### Text shown
=== Begin Enclosure ===

Justin Tadlock

Citizen Cyborg

Why Democratic Societies Must Respond to the Redesigned Human of the Future

Why Democratic Societies Must Respond to the Redesigned Human of the Future

Anyone who’s kept up with some of my book reviews knows that I’ve been reading about biological enhancement and what the future holds for the human race. When I first saw the title of James Hughes’ book, I immediately thought I would read about further proof that we are on the brink of a biological uplifting of our society—a social change so vast that the world as we know it will be redefined.

But, Hughes brings us sci-fi optimists back down to planet earth. It’s all right there in the subtitle, “Why Democratic Societies Must Respond to the Redesigned Human of the Future.” So, what does he mean by “respond”?

He means we, as a society, need to have a conversation about what the next 100 years will bring, and what exactly we’re going to do about it. The next 50 years. The next 10 years.

He recognizes that there is a need for a serious discussion of bioethics. He recognizes that Francis Fukuyama, appointed to the President’s Council on Bioethics, was the wrong man for the job.

Most importantly, he notes that the term “citizen” will have to be redefined.

I think he may go a little off-chart by putting the great apes in the same classification as human children and demented and mentally disabled adults. But, I won’t argue too much there because numerous studies have shown that those great apes might have something that we attribute to consciousness, self-awareness.

He notes that he attended a conference where a transgendered person spoke of being the first of the transhumans. So, is this the first step? Thus far, the U.S. hasn’t been extremely tolerant of the transgendered, but I can see that changing in the future. We’re never tolerant of difference at first. Eventually, people start seeing things differently as time passes on. We’ve seen that with women’s suffrage and the civil rights movement, and are now beginning to see a gay rights movement.

=== End Enclosure ===

### Exercise 1
According to the review of Citizen Cyborg, whom does Hughes regard as the wrong man for his appointment to the President's Council on Bioethics?
### Exercise 2
Continue the review of Citizen Cyborg from its last sentence.
The collection entries are material separate from the review of Citizen Cyborg.

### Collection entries
=== Begin Enclosure ===

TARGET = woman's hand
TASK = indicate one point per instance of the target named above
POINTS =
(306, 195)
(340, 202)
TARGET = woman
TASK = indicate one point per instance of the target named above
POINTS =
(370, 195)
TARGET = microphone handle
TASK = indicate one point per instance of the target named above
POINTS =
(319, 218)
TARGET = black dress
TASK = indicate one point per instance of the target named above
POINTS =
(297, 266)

=== End Enclosure ===
=== Begin Enclosure ===

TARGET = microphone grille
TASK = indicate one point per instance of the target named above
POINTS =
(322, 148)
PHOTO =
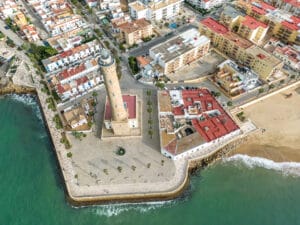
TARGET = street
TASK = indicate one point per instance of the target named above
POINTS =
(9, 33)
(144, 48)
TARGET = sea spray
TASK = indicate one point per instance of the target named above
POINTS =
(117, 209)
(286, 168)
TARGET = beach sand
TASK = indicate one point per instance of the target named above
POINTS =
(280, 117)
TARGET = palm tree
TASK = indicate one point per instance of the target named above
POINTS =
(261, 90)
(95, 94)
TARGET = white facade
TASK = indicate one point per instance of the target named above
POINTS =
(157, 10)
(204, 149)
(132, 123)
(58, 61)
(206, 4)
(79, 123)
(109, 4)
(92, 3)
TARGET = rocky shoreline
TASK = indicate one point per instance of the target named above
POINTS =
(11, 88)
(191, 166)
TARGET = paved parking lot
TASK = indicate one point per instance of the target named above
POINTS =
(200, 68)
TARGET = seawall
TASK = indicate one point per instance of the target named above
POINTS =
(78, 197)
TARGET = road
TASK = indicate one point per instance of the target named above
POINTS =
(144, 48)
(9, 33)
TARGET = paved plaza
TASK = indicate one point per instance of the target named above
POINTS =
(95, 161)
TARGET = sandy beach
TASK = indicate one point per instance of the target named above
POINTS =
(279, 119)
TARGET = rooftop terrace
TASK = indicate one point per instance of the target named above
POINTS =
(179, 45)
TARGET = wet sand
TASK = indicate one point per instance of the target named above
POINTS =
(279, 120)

=== End Enclosure ===

### Answer area 1
Francis Fukuyama

### Answer area 2
The next movements may involve the transhuman movement—rights for the biologically enhanced. This is where the trouble may start. In the other movements, humans were equal in intelligence and physical attributes, for the most part. However, without a serious discussion of the dos and don’ts of biological enhancement, we may create a species of man that is vastly more intelligent and physically superior.

Without the proper steps taken to ensure their rights, we could put ourselves on the brink of another civil war. Or, a world in which humans version 1.0 are enslaved.

With writers such as Philip K. Dick and other greats, whose words tell how humans must fight against future technology, we’ve become accustomed to think of danger when we think of technological advancement. Hughes believes that “If there is to be a future for progressive politics it has to come from a rebirth of a sexy, high-tech vision of a radically democratic future, a rediscovery of the utopian imagination.”

Maybe that’s what we’ve lost, the ability to imagine a future where things might just actually work. A future where disease is erradicated. Where war is rare. Life is fullfilling.

Hughes is an optimist. However, he also has a realistic view of our world. With so much argument over moral permissibility in today’s society, how are we going to face tomorrow’s? We must respond.